GIVEN TEXT: Begin
Teachers know, in their guts, where this is headed. They have seen versions of this movie before. For instance, in 1975 Congress passed the Individuals with Disabilities Education Act (IDEA) which promised every student with disabilities a free appropriate public education. Knowing that meant extra expenses for school districts, Congress promised funding to back IDEA. They have never, in 45 years, honored that promise, and schools have just had to find their own way to meet that unfunded mandate.
And it’s not just the big things. Teachers routinely spend their own money to help plug the gaps in support from local, state and federal authorities. We’re having a national conversation about controlling the spread of coronavirus in classroom where teachers still have to buy their own tissues and hand sanitizer. We’ve already seen problems with adequate protection and supplies for actual medical workers. Many teachers have a sinking feeling about what is coming.
It will look like this. There will be considerable discussion about what measures should be taken and what measures can be taken. It will be punctuated by discussion of the cost. Congress may, perhaps, toss a little money at the challenge. In the background, there will be the voices of teachers pointing out things like, “With the recommended social distancing, only six of my thirty-two students will fit in my room.” The discussion will go on without them.
By August, elected officials will give themselves credit for discussing things, as if discussing a problem actually solved it. Some will insist that Corvid-19 is no worse than the flu and we have to put America back to work. Others will admit that the money they approved is not nearly enough to meet the demands. District administrators will complain that they don’t have the necessary resources, but they’ll still get no more help.
And by fall, individual teachers in individual schools will have to figure out how to do the best they can with the little that they’ve got. The district guidance they get will range from restrictively stringent to hopelessly non-existent. Mostly, they’re going to have to figure out how to cope on their own.
This is not, in and of itself, unusual. It’s what teachers do—figure out how to McGyver a million-dollars education out of three paper clips and some toothpaste. But this time it’s different, because this time it will be a matter of life or death.
GIVEN TEXT: End
SOURCE MATERIAL: Begin
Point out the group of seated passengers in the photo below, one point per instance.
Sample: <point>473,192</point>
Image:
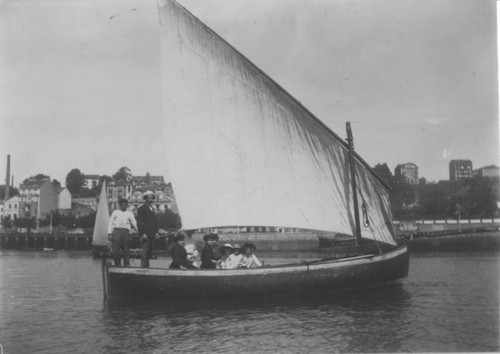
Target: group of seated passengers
<point>226,257</point>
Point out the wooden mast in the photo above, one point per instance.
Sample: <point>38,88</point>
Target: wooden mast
<point>353,184</point>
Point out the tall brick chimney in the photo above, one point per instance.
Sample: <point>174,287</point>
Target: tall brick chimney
<point>7,179</point>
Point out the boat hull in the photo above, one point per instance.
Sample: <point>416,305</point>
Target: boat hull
<point>321,276</point>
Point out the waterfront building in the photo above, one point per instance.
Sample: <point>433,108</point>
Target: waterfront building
<point>91,181</point>
<point>38,198</point>
<point>134,189</point>
<point>407,172</point>
<point>11,208</point>
<point>64,200</point>
<point>490,171</point>
<point>460,169</point>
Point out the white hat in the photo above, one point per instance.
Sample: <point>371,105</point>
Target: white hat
<point>147,193</point>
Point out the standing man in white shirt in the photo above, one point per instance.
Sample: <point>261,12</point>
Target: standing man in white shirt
<point>121,222</point>
<point>148,227</point>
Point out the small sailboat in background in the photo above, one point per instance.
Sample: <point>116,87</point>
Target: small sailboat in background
<point>100,242</point>
<point>242,151</point>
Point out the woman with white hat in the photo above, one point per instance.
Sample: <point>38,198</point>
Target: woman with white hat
<point>226,252</point>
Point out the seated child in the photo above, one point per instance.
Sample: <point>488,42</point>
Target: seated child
<point>209,256</point>
<point>235,257</point>
<point>226,251</point>
<point>179,254</point>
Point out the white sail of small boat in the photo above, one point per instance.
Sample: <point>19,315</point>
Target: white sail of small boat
<point>243,151</point>
<point>100,235</point>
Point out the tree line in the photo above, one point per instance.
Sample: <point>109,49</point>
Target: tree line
<point>76,184</point>
<point>473,198</point>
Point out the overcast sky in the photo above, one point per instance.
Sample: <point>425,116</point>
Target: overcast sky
<point>80,79</point>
SOURCE MATERIAL: End
__DIRECTIONS__:
1 > Which levels of authority does the passage about teachers name as leaving gaps in support that teachers fill with their own money?
2 > According to the passage about teachers, what law did Congress pass in 1975?
3 > Write out the part of the passage about teachers that begins at the words "This is not, in" and ends after "life or death.".
The stored data come from a different source than the passage about teachers.

__SOLVED PROBLEMS__:
1 > Local, state, and federal

2 > The Individuals with Disabilities Education Act (IDEA)

3 >
This is not, in and of itself, unusual. It’s what teachers do—figure out how to McGyver a million-dollars education out of three paper clips and some toothpaste. But this time it’s different, because this time it will be a matter of life or death.